==== TEXT ====

It’s been suggested that you can’t really enjoy Awesome Show unless you’re stoned. Isn’t it like saying you need to be drunk to enjoy hockey?
TH: Yeah, I guess so. We don’t care about those criticisms at all.
EW: We don’t write the show or perform it or even watch it stoned. But if you do, it can be a very special experience. It’s just different. It’s like listening to Pink Floyd. You can still get a lot out of it even if you’re sober.
If somebody was going to consume a controlled substance before viewing Awesome Show, do you have any recommendations?
EW: I like a nice yerba-maté tea. It’s got a nice amount of caffeine but without the jittery sensation. It keeps you aware.
TH: I’d suggest eating a loooot of pizza and Coke, so much that you feel a little sick and almost like you’re going to pass out, and then watch a bunch of our shows.
That reminds me of another Awesome Show staple, puke and poop.
TH: You’re welcome.
You’ve done a few too many scenes about diarrhea to claim that it’s just satiric commentary on a culture obsessed with shit jokes.
EW: A lot of what we find funny hasn’t changed since high school. When we were growing up, nothing was more hilarious to us than talking about your testicles or pooping your pants. Those things are always going to be funny.
Aren’t you running out of poop gags at this point?
EW: The poop thing has become an ongoing challenge for us.
TH: We’ve realized that since the second season, we’ve launched every new season with a diarrhea-based commercial. So we have to find a way to outdo ourselves.
EW: I think the season five brown commercial is definitely the grossest. Although admittedly it’s difficult to beat Poop Tube and Diarrhea Pants.
Can you give us a hint?
EW: I’ll just say this. It’s a poop disease.
TH: A diarrhea disease, specifically.

==== DATA SUPPLIED ====

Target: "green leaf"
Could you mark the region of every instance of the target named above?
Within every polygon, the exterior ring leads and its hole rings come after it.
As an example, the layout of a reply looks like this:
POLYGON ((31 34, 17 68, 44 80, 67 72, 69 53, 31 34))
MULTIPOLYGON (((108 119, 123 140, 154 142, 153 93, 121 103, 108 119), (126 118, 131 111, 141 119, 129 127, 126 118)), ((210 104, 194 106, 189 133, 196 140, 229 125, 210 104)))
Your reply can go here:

====
==== DATA SUPPLIED ====

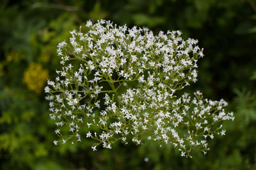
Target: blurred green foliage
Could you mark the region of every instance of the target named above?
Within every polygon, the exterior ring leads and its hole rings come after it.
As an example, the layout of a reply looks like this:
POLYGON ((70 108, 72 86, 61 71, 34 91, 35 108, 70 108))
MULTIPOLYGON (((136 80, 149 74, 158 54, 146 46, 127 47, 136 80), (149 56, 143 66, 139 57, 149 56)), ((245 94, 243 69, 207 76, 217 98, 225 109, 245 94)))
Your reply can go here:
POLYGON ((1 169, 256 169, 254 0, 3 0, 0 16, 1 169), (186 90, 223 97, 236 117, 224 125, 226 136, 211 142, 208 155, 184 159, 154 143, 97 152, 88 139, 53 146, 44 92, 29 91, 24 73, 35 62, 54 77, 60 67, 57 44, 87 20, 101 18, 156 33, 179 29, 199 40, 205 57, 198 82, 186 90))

====
==== DATA SUPPLIED ====

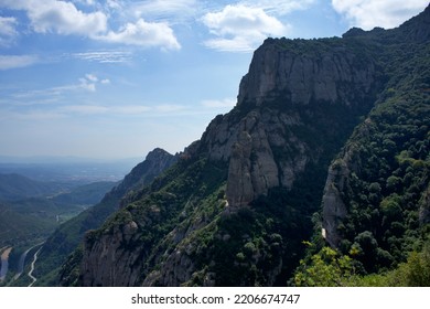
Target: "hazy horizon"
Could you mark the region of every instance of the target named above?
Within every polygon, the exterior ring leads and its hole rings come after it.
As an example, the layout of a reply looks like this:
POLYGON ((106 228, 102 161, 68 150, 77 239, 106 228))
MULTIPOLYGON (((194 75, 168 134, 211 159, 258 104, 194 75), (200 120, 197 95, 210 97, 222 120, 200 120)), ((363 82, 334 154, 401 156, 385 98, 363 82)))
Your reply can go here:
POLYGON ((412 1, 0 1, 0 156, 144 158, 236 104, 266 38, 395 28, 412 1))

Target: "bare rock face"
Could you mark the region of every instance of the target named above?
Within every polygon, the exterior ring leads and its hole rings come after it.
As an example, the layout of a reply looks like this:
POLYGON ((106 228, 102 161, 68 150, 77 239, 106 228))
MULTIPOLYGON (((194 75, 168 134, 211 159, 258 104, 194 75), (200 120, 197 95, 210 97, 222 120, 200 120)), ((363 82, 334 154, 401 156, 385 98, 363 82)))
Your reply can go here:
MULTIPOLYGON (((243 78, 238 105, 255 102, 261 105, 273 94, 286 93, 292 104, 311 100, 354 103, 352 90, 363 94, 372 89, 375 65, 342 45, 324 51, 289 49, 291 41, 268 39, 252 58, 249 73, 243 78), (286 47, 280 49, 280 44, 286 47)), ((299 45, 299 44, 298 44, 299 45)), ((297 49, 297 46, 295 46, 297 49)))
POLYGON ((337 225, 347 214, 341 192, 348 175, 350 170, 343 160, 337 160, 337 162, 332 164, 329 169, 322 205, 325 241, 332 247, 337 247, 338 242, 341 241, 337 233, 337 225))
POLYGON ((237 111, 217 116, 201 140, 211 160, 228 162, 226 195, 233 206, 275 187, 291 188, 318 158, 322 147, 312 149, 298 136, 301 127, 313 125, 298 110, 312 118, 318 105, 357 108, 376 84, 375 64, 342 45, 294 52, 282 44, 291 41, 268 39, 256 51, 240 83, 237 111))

====

TASK REQUIREMENTS ▸
1. Answer these from the Awesome Show interview:
(a) What drink does EW recommend, and what effect does EW say it has?
(b) Since which season has every new season opened with a diarrhea-based commercial?
(c) Which season's commercial does EW call the grossest?
2. In the Awesome Show interview, why does TH say they have to find a way to outdo themselves? Answer in one to three sentences.
3. Resume the Awesome Show interview from where it stops.

SET OF ANSWERS ▸
1.
(a) Yerba-maté tea. It has a nice amount of caffeine without the jittery sensation, and it keeps you aware.
(b) Since the second season.
(c) The season five brown commercial.

2. TH says that since the second season they have launched every new season with a diarrhea-based commercial. Because each season opens that way, every new commercial has to outdo the previous ones.

3.
It’s been said that comedy gets less funny the more you try and analyze it. So whaddaya say we dissect a skit from Awesome Show and really rip the life out of it?
TH: If you say so.
Please explain to me why the “It’s Not Jackie Chan” board game is funny.
EW: I think that works on two levels. Wait, do you mean the concept of the game or the commercial itself?
How about all of the above? Let’s really dig deep and crack open the ribs on this premise.
TH: Well, it’s pretty much comedy 101. It’s the first thing they teach you at clown school. You create something that should be easily done and make it seem difficult.
EW: It’s just a dumb board game that has weird rules. Jackie Chan is just funny to us. Why would he have a board game? He seems like somebody who shouldn’t, under any circumstance, have his own board game. And the rules are so abstract and the answers so… infinite.
Could you elaborate?
TH: It’s a game that nobody should ever, ever lose. It should go on forever because everybody would have a right answer, as long as they don’t say the name Jackie Chan.
Okay, I think I’m following you now.
TH: Good for you.
And despite your best efforts, it still seems kinda funny.
EW: And whose fault is that?
(This story originally appeared, in a slightly different form, in VanityFair.com.)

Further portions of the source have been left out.